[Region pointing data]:
###
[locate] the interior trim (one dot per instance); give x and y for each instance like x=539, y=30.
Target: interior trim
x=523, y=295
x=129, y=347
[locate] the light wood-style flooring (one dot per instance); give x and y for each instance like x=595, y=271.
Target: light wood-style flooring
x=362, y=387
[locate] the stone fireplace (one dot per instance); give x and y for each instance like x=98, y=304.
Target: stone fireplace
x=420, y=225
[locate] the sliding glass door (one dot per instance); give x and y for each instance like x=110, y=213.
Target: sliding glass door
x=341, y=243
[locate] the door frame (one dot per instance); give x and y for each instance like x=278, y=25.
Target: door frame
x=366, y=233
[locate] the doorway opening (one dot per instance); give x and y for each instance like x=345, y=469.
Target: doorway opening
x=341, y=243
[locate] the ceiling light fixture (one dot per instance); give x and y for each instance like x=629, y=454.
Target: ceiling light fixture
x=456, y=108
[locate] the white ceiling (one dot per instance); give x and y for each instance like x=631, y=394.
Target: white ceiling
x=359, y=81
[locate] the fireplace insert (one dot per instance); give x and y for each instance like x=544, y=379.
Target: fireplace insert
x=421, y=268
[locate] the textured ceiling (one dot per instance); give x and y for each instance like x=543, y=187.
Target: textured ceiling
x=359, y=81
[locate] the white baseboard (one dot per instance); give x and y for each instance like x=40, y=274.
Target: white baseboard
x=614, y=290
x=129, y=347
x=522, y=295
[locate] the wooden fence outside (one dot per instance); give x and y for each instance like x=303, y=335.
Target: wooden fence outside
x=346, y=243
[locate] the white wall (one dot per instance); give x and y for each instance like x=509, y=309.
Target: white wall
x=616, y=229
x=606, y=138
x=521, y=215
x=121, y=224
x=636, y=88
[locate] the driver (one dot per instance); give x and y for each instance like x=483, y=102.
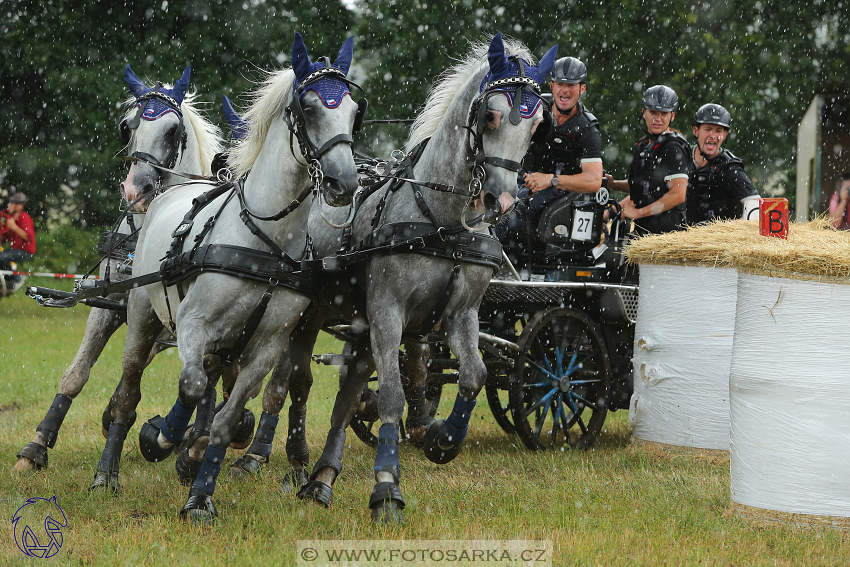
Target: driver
x=570, y=160
x=718, y=186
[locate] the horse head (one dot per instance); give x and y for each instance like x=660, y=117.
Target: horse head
x=323, y=116
x=155, y=135
x=503, y=118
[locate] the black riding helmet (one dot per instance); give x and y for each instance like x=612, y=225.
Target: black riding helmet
x=713, y=114
x=568, y=70
x=661, y=98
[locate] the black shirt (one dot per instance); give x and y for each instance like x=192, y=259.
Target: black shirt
x=716, y=190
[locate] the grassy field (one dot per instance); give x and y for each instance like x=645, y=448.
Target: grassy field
x=617, y=504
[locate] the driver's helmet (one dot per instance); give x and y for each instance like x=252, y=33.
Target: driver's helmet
x=568, y=70
x=712, y=114
x=660, y=98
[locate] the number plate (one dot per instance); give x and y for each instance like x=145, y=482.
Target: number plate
x=582, y=226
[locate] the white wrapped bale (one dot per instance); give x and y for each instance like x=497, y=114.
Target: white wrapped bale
x=790, y=400
x=682, y=353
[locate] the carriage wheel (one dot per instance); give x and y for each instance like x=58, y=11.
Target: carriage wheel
x=560, y=380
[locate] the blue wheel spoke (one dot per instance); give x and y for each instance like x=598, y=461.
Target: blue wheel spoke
x=545, y=371
x=583, y=382
x=540, y=402
x=541, y=417
x=587, y=403
x=538, y=385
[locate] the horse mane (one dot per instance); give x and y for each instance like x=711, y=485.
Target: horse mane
x=450, y=83
x=268, y=100
x=207, y=135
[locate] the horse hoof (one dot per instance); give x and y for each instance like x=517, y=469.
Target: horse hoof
x=148, y=443
x=32, y=458
x=387, y=503
x=244, y=467
x=294, y=480
x=437, y=448
x=104, y=481
x=245, y=432
x=187, y=468
x=318, y=492
x=199, y=510
x=387, y=513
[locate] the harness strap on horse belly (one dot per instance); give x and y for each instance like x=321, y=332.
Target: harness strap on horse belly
x=233, y=353
x=420, y=238
x=437, y=314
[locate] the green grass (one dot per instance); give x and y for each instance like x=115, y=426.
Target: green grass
x=617, y=504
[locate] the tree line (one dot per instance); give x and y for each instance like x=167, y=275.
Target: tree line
x=62, y=88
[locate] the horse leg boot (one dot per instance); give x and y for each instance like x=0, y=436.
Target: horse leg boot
x=199, y=507
x=159, y=436
x=320, y=486
x=274, y=397
x=107, y=468
x=386, y=501
x=444, y=437
x=297, y=450
x=100, y=326
x=299, y=383
x=141, y=333
x=189, y=459
x=260, y=450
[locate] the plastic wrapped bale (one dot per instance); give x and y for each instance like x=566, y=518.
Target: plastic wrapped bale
x=683, y=336
x=682, y=353
x=789, y=388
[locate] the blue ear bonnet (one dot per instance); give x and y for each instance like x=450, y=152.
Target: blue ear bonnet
x=157, y=107
x=530, y=101
x=330, y=89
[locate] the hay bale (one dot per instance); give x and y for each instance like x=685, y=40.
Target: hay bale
x=813, y=250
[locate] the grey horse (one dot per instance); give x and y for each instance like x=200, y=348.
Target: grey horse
x=476, y=125
x=236, y=312
x=175, y=135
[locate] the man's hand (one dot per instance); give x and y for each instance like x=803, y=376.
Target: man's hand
x=629, y=209
x=537, y=181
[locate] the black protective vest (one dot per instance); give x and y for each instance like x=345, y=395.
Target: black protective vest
x=646, y=177
x=708, y=196
x=565, y=145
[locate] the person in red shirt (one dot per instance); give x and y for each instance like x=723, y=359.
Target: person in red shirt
x=16, y=229
x=839, y=212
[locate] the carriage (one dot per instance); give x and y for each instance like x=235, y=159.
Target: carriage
x=556, y=331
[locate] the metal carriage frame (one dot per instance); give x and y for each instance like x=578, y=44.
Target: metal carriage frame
x=557, y=342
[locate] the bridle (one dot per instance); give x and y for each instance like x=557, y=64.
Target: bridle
x=178, y=142
x=311, y=154
x=477, y=124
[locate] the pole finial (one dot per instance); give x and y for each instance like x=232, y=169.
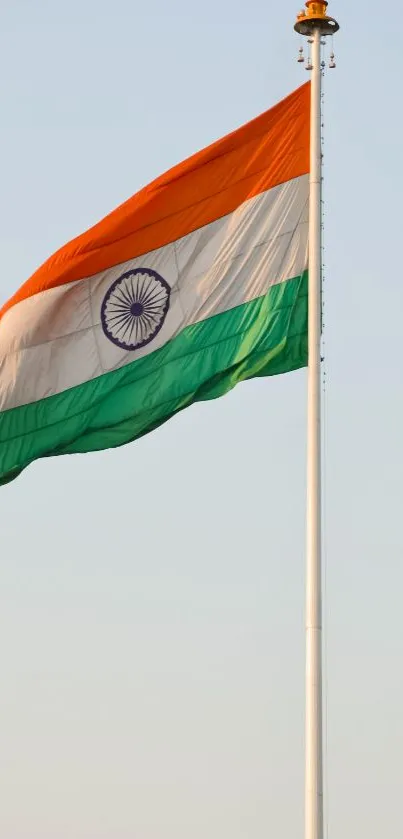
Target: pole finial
x=314, y=17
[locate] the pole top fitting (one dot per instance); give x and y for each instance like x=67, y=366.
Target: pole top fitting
x=314, y=17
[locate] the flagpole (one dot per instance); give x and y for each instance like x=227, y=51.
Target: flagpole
x=314, y=23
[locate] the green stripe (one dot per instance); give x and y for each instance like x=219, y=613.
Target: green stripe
x=262, y=338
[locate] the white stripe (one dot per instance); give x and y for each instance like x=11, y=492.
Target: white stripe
x=55, y=340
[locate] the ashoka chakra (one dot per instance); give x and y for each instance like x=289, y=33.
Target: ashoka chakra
x=134, y=308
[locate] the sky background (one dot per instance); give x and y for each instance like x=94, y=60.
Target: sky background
x=152, y=597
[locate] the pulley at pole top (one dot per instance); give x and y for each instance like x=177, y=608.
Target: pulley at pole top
x=314, y=17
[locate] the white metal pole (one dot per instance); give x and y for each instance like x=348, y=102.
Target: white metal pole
x=313, y=730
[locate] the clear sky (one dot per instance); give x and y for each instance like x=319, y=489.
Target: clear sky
x=152, y=597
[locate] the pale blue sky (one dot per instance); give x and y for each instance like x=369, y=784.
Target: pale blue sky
x=152, y=598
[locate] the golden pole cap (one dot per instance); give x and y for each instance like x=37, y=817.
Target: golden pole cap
x=314, y=17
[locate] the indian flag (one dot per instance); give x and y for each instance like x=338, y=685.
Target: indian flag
x=197, y=282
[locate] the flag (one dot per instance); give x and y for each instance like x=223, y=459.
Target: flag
x=197, y=282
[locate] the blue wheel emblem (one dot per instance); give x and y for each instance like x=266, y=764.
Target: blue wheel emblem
x=134, y=308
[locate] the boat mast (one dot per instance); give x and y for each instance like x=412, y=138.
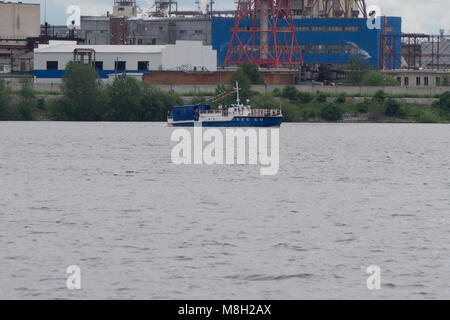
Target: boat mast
x=237, y=93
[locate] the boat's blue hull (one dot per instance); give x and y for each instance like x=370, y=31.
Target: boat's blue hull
x=237, y=122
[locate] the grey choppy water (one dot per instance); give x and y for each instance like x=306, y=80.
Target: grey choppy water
x=106, y=197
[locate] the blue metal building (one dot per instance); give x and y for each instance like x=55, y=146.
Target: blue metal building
x=330, y=41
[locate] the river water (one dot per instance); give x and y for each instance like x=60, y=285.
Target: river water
x=107, y=198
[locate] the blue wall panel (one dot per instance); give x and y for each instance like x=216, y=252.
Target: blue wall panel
x=366, y=41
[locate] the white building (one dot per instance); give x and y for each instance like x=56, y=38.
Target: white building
x=51, y=59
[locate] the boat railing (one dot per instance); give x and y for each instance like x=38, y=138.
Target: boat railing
x=266, y=112
x=211, y=111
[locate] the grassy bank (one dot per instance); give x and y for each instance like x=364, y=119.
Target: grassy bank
x=85, y=98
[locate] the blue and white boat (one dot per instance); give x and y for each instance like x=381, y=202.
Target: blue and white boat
x=234, y=115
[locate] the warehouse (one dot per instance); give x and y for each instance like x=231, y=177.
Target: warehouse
x=50, y=60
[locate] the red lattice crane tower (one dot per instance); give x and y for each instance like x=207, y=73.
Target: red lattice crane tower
x=264, y=34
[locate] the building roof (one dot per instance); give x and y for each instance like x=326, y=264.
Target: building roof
x=70, y=46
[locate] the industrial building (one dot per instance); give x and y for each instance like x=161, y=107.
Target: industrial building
x=328, y=32
x=18, y=23
x=51, y=59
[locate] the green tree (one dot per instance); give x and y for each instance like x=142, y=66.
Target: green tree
x=331, y=112
x=379, y=97
x=305, y=97
x=355, y=69
x=446, y=80
x=84, y=96
x=290, y=92
x=5, y=99
x=321, y=97
x=252, y=72
x=394, y=109
x=125, y=97
x=342, y=98
x=378, y=79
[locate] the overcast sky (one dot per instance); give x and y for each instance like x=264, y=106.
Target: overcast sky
x=427, y=16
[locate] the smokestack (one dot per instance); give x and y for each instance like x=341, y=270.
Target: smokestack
x=264, y=28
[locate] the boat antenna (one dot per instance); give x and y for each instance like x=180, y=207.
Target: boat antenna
x=237, y=93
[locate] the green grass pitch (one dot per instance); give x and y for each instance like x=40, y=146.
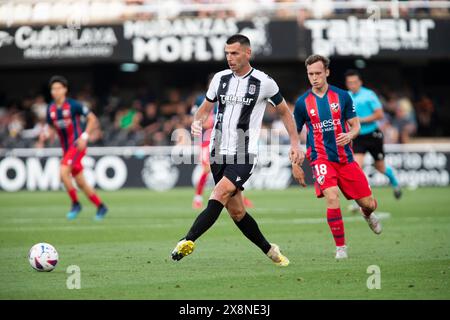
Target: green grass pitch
x=126, y=256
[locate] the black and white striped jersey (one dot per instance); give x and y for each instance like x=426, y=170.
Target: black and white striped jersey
x=241, y=105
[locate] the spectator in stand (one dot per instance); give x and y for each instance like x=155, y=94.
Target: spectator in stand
x=425, y=116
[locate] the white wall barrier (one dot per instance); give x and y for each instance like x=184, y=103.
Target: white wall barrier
x=163, y=168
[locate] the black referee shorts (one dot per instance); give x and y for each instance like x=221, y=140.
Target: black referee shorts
x=372, y=143
x=237, y=169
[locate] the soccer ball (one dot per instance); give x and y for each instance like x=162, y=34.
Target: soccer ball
x=43, y=257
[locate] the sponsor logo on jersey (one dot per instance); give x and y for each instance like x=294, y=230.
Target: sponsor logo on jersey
x=335, y=107
x=326, y=125
x=235, y=99
x=251, y=89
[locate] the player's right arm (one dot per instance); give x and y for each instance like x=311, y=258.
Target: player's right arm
x=201, y=116
x=48, y=131
x=299, y=116
x=205, y=109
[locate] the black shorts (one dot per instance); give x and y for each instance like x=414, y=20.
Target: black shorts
x=372, y=143
x=238, y=172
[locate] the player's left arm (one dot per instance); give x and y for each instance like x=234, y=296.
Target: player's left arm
x=274, y=97
x=376, y=106
x=345, y=138
x=91, y=125
x=295, y=155
x=350, y=117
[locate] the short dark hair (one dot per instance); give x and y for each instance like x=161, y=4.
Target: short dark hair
x=243, y=40
x=351, y=73
x=58, y=79
x=316, y=58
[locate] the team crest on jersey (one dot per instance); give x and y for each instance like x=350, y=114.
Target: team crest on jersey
x=251, y=89
x=321, y=179
x=335, y=107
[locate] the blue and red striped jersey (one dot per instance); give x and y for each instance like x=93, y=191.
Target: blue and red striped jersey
x=69, y=120
x=325, y=118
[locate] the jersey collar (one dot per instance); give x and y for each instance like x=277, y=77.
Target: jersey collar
x=245, y=75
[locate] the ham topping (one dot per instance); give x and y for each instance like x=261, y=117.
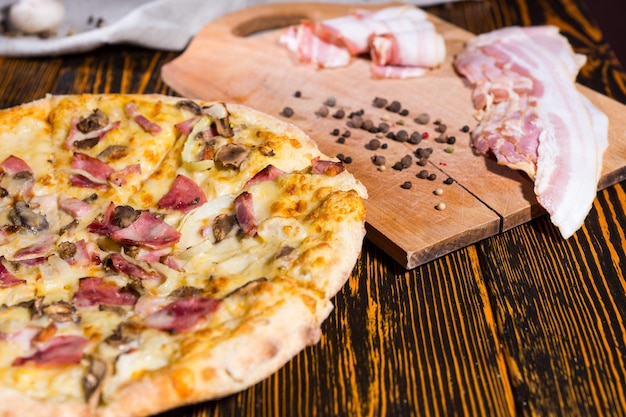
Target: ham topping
x=184, y=195
x=56, y=351
x=123, y=265
x=330, y=168
x=14, y=165
x=244, y=211
x=96, y=291
x=183, y=314
x=533, y=118
x=7, y=279
x=147, y=231
x=147, y=125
###
[Task description]: Taking the records from the top, repeat each line exactly until you have repeated the line that contains "[locate] the stone".

[Answer section]:
[locate] the interior trim (one dot per instance); give x and y for each instance like x=539, y=30.
Target: interior trim
x=523, y=295
x=129, y=347
[locate] the light wood-style flooring (one dot per instance); give x and y for each instance like x=595, y=271.
Target: light wood-style flooring
x=362, y=387
[locate] the stone fireplace (one dot per instance); give x and y for each instance like x=98, y=304.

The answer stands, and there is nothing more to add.